Start of EXCERPTED PASSAGE

Paid Off for Layoffs: CEOs at Pink Slip Leaders Earned 42% More in 2009

Updated

Chief executive officers who cut the most jobs during the recession earned significantly more than their peers, according to a study released Wednesday by the Institute for Policy Studies.

The CEOs of the 50 firms that have laid off the most workers since the onset of the economic crisis took home nearly $12 million on average in 2009, 42% more than their peers at S&P 500 firms, according to CEO Pay and the Great Recession, the 17th in a series of annual Executive Excess reports from the progressive think tank.

Combined, the CEOs at those 50 firms made $598 million and laid off 531,363 workers -- accounting for more than three quarters of the 697,448 announced layoffs at the top 500 firms. The study also found that 72% of them announced their mass layoffs during periods of positive earnings reports, and that those companies enjoyed a 44% profit increase in 2009.

"These numbers all reflect a broader trend in Great Recession-era Corporate America: the relentless squeezing of worker jobs, pay, and benefits to boost corporate earnings and maintain corporate executive paychecks at their recent bloated levels," the study authors said.

Top 10 Highest Paid CEOs Among Layoff Leaders

The highest paid executive was Fred Hassan of pharmaceutical Schering-Plough, which was bought by Merck (MRK). He pocketed nearly $50 million, $33 million of which was a "getaway gift" when his company was acquired. Some 16,000 workers were laid off as the companies merged.

End of EXCERPTED PASSAGE

**PROBLEM SET:**
1 – List every dollar amount given in the article on CEO pay and layoffs.
2 – Continue the article on CEO pay at layoff-leading firms, starting right after its final sentence.
The records that come after this have no connection to the text.

Start of INFORMATION SHOWN

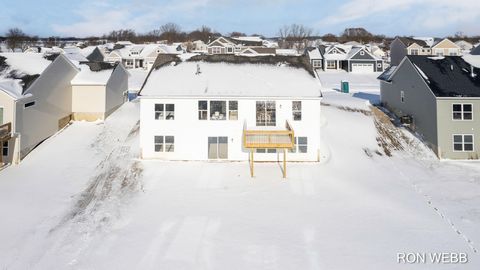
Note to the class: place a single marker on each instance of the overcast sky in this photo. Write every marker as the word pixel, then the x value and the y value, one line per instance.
pixel 95 17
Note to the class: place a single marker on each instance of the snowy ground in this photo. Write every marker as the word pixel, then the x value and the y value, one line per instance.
pixel 83 200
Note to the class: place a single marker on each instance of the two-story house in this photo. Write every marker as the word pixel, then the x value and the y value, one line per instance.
pixel 221 111
pixel 439 98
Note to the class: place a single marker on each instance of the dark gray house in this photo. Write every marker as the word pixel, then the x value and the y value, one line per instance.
pixel 440 97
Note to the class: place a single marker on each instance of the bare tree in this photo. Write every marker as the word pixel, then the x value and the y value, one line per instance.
pixel 294 36
pixel 172 32
pixel 15 38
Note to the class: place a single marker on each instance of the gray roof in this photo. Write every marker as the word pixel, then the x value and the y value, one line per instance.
pixel 449 76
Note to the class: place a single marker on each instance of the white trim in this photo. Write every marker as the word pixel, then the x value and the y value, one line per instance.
pixel 463 143
pixel 462 112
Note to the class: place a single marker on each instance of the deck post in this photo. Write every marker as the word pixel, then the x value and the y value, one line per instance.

End of INFORMATION SHOWN

**ANSWERS TO THE EXERCISE:**
1 – nearly $12 million; $598 million; nearly $50 million; $33 million

2 –
Sponsored Links

The second-highest paid CEO was Bill Weldon of Johnson & Johnson (JNJ), which, other than being responsible for a massive recall of children's medicine, also laid off 9,000 people. Weldon made $25.6 million -- three times the S&P 500 CEO average.

The study also found that only two of the 50 layoff-leading companies paid corporate income tax of 35% in 2009. For example, Hewlett-Packard (HPQ) paid $47 million in federal corporate income tax, only 2% of its pretax domestic net income and less than twice the pay of ousted CEO Mark Hurd of $24.2 million -- the third highest paid CEO.

Walt-Disney's (DIS) Bob Iger made $21.6 million while his company was laying off 3,400 employees; Samuel Pamisano of IBM (IBM) took home $21.2 million as IBM fired 7,800 people; Randall Stephenson of AT&T (T) made $20.2 million and downsized 12,300 workers; Michael Duke, CEO of Wal-Mart (WMT) was paid $19.2 as the retailer laid off 13,350 employees; Alan Mulally of Ford (F) earned $17.9 million as Ford fired 4,700 people; Louis Chenevert of United Tech (UTX) made $17.9 million while firing 13.290 people; and in tenth place was Ivan Seidenberg of Verizon (VZ), who made $17.5 million as the telecom giant sent 21,308 employees packing.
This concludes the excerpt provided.